___ Metin bölümü ___
DİYARBAKIR'IN FETHİNE KİMLER GÖLGE DÜŞÜRÜYOR

Abone Ol

Diyarbakır'ın fethinin bin 386'ncı yıl dönümüne girdik. Diyarbakır'ın fethine girmeden önce fetih ile işgal arasındaki farka değinmek istiyorum.

Fetih ile işgal çok zıt anlamları barındırıyor. Her iki kavram birbirine o kadar zıt ki; siyah ile beyaz, soğuk ile sıcak, zulüm ile adalet, hak ile batıl kadar zıt.

Her iki kavram arasında ince çizgiyi yakalamadan Diyarbakır'ın fethini tam olarak idrak edemeyiz.

Kimler Diyarbakır'ın fethine gölge düşürüyor, sorusunun cevabı ortada… DEM parti yetkililerinin Diyarbakır'ın fethini işgal olarak lanse etmeleri İslam'a olan düşmanlıklarının yansımasından başka bir şey değil.

Bundan birkaç yıl önce DEM'li Ahmet Türk, Yezidi konferansında Halid bin Velid ’in Kürtlere soykırım uyguladığı iftirasını atmış, asılsız ithamlarda bulunmuştu. Ayrıca, bir dönem Diyarbakır'da Büyükşehir Belediye Başkanlığı yapmış Mehdi Zana, Kürtlerin zorla, yanlışlıkla, kılıç zoruyla Müslüman yapıldığını yalanını atmış, İslam'ın Kürtlere bir şey vermediği iftirasında bulunmuştu.
___
▶ **Kısa görev**:
Diyarbakır'ın fethiyle ilgili yazıda "DİYARBAKIR'IN FETHİNE KİMLER" sözlerinden aşağıya, "bir şey değil." sözlerine kadar olan her şeyi yeniden yaz ve "işgal" ifadesini her geçtiği yerde "istila" ile değiştir.
___ Kayıtlar ___
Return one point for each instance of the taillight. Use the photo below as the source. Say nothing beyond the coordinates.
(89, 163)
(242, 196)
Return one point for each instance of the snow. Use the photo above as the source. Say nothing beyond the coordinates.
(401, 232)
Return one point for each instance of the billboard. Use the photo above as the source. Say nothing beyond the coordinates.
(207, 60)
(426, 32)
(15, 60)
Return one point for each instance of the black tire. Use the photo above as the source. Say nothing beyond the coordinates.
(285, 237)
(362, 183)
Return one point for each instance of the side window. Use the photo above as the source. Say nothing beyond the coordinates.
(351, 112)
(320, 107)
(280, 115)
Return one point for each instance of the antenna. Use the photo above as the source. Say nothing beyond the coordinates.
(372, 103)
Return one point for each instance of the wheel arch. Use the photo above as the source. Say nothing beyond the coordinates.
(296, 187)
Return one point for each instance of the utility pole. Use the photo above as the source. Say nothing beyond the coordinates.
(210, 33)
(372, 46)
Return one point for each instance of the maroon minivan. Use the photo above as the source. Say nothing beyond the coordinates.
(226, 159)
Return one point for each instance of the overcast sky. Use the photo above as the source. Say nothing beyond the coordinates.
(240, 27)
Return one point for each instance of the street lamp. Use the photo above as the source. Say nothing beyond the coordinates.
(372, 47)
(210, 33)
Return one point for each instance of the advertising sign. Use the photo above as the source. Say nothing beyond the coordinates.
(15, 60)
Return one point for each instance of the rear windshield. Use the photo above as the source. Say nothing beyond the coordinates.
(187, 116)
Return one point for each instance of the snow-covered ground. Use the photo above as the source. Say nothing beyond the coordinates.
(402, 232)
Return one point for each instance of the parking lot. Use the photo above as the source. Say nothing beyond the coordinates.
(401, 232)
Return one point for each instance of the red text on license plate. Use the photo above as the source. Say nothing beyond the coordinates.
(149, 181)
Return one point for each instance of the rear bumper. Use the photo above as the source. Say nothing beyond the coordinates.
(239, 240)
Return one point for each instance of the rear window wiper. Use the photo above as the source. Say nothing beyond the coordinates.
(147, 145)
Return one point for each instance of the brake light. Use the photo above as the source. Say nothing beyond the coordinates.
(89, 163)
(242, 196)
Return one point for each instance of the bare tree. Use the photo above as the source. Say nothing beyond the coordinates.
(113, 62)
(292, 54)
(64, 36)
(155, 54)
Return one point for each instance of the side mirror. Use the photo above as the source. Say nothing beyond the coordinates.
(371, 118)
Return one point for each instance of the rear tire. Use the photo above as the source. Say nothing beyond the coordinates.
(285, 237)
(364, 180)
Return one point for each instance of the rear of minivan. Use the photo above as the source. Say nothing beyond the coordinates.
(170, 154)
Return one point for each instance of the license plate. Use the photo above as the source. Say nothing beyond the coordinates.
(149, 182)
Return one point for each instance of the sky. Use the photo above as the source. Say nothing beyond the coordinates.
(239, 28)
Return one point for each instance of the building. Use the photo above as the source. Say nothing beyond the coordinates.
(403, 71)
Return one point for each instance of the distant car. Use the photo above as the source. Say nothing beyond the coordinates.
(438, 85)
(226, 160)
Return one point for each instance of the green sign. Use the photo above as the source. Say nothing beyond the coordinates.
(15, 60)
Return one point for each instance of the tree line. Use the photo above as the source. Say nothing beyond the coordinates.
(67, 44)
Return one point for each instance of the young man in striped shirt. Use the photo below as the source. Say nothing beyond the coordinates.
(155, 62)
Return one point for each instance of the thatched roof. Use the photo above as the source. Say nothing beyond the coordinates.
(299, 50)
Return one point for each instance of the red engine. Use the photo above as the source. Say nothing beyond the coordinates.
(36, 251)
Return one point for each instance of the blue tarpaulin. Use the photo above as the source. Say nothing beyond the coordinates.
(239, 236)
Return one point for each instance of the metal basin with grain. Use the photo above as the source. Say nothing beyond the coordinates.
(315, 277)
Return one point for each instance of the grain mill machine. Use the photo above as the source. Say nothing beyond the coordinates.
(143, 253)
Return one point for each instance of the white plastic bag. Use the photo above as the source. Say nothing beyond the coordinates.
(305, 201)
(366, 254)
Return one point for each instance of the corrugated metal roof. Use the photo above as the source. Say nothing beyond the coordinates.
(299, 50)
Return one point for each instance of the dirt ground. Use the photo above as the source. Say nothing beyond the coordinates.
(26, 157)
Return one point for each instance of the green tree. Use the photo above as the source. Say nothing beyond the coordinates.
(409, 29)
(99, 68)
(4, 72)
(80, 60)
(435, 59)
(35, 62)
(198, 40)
___
▶ **Alıştırmanın cevabı**:
DİYARBAKIR'IN FETHİNE KİMLER GÖLGE DÜŞÜRÜYOR

Abone Ol

Diyarbakır'ın fethinin bin 386'ncı yıl dönümüne girdik. Diyarbakır'ın fethine girmeden önce fetih ile istila arasındaki farka değinmek istiyorum.

Fetih ile istila çok zıt anlamları barındırıyor. Her iki kavram birbirine o kadar zıt ki; siyah ile beyaz, soğuk ile sıcak, zulüm ile adalet, hak ile batıl kadar zıt.

Her iki kavram arasında ince çizgiyi yakalamadan Diyarbakır'ın fethini tam olarak idrak edemeyiz.

Kimler Diyarbakır'ın fethine gölge düşürüyor, sorusunun cevabı ortada… DEM parti yetkililerinin Diyarbakır'ın fethini istila olarak lanse etmeleri İslam'a olan düşmanlıklarının yansımasından başka bir şey değil.